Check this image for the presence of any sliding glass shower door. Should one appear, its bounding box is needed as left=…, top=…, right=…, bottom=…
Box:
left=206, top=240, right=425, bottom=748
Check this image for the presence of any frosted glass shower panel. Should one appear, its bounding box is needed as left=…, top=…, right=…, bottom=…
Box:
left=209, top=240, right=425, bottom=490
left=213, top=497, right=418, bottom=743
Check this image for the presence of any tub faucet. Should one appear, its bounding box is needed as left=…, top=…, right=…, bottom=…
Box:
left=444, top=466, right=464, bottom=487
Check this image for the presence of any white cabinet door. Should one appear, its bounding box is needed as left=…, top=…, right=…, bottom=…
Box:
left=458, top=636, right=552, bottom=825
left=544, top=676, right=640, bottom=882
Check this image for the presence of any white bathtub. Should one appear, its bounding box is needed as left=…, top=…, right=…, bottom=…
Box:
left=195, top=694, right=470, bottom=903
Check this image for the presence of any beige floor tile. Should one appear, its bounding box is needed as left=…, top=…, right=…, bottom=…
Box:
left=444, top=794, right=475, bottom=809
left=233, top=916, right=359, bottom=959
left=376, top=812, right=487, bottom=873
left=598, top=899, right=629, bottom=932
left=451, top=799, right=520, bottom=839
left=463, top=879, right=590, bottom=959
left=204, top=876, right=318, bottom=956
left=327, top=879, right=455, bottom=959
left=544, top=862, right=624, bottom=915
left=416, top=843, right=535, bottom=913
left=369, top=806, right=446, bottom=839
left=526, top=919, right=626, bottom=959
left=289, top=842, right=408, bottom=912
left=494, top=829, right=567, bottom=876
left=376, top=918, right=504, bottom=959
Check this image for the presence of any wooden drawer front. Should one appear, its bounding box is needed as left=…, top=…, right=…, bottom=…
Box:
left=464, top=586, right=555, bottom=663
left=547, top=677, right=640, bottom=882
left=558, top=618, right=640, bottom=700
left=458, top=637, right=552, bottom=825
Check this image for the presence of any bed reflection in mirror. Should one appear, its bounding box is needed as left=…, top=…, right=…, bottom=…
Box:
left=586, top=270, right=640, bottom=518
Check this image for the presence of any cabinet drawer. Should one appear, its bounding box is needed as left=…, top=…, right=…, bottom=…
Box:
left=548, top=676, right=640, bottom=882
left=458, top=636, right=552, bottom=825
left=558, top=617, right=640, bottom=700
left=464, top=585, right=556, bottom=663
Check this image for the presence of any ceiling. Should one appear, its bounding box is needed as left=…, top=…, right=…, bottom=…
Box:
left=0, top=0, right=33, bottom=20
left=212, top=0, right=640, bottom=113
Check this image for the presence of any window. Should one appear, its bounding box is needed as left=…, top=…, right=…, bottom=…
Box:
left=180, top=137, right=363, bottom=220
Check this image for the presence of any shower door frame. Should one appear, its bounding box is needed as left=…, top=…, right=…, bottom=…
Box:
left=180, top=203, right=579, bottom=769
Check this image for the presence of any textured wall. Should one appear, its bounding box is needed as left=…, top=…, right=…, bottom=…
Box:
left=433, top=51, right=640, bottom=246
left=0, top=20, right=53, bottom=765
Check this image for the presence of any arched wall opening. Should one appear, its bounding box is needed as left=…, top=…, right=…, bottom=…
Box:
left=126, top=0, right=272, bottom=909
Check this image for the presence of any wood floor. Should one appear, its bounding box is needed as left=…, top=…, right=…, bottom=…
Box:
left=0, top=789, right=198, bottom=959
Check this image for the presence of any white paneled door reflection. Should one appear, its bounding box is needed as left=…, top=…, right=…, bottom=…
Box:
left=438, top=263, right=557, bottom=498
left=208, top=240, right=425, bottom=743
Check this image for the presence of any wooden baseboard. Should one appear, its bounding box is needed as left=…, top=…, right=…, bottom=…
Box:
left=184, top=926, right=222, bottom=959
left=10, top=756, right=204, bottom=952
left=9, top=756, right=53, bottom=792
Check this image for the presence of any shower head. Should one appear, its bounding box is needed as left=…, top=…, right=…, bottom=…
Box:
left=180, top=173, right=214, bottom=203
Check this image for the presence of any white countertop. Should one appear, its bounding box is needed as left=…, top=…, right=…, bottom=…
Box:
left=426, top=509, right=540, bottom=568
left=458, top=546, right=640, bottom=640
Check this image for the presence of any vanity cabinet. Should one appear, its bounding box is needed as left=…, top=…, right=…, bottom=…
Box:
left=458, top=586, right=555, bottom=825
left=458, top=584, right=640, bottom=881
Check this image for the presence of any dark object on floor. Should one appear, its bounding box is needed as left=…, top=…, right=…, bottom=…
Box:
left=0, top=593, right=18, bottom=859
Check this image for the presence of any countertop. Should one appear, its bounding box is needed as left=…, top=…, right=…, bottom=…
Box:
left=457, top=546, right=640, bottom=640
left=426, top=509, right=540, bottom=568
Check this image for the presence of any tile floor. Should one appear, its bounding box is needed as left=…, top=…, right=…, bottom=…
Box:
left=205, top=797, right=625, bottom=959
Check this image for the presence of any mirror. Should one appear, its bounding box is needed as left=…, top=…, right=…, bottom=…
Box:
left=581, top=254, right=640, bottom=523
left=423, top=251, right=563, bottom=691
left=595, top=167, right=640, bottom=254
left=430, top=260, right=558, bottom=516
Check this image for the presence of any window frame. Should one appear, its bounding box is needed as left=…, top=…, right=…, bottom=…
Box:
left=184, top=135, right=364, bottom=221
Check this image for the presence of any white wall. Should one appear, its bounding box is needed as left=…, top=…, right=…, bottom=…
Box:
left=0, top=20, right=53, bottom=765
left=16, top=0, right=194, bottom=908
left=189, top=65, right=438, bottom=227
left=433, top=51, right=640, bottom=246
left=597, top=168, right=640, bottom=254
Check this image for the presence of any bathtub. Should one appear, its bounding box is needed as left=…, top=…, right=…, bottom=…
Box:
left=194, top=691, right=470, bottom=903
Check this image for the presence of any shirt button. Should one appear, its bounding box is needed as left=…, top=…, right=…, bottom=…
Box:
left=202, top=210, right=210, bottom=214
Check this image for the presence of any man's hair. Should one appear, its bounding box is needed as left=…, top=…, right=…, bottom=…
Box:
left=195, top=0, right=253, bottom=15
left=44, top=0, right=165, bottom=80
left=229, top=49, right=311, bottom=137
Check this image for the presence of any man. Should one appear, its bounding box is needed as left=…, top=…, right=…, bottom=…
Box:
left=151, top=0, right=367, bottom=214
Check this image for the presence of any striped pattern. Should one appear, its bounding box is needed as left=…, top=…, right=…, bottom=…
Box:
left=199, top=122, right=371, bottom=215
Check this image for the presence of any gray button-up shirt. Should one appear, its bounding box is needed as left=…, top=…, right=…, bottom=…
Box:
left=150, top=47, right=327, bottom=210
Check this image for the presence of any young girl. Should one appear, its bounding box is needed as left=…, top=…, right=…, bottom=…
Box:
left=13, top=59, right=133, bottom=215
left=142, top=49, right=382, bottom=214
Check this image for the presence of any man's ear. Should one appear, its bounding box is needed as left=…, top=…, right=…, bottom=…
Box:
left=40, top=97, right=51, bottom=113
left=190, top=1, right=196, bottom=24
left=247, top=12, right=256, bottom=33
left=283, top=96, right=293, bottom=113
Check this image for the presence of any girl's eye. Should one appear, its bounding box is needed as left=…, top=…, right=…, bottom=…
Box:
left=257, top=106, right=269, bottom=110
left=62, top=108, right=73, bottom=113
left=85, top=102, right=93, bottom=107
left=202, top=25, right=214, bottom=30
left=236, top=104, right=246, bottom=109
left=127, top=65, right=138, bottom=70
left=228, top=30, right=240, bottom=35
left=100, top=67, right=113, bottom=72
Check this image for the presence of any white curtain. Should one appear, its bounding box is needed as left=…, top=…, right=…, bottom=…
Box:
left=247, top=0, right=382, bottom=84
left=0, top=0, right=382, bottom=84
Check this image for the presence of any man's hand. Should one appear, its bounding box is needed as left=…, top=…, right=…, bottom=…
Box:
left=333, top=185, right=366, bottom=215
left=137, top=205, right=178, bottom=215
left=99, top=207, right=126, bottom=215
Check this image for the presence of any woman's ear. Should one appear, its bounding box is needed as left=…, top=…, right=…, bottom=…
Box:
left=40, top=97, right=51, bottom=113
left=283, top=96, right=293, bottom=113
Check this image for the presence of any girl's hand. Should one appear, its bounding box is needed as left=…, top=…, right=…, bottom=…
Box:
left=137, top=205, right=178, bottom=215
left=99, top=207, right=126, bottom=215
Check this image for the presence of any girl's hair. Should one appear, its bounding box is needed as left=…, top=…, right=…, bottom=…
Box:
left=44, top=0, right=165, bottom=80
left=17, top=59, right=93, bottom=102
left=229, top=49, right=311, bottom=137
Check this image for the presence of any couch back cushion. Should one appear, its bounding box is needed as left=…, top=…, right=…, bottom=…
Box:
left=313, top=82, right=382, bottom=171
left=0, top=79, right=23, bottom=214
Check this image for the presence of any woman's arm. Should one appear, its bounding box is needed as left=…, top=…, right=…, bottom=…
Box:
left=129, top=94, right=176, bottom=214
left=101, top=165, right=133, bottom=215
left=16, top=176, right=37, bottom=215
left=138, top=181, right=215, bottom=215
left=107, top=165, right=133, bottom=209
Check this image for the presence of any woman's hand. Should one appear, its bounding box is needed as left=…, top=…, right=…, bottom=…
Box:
..............................
[REQUIRED TASK] Add 108 to every bounding-box coordinate in the records from the line containing "Check this image for the presence of any man's hair." down to the line containing "left=151, top=0, right=367, bottom=214", and write out all of those lines again with the requests kept unchanged.

[THE SOLUTION]
Check this image for the presence of any man's hair. Should one appear, its bounding box is needed as left=…, top=…, right=…, bottom=…
Box:
left=303, top=108, right=361, bottom=123
left=152, top=108, right=273, bottom=188
left=337, top=157, right=419, bottom=245
Check this image for the presence of any man. Should one appear, its bounding box is needed as left=…, top=…, right=…, bottom=…
Box:
left=259, top=108, right=475, bottom=322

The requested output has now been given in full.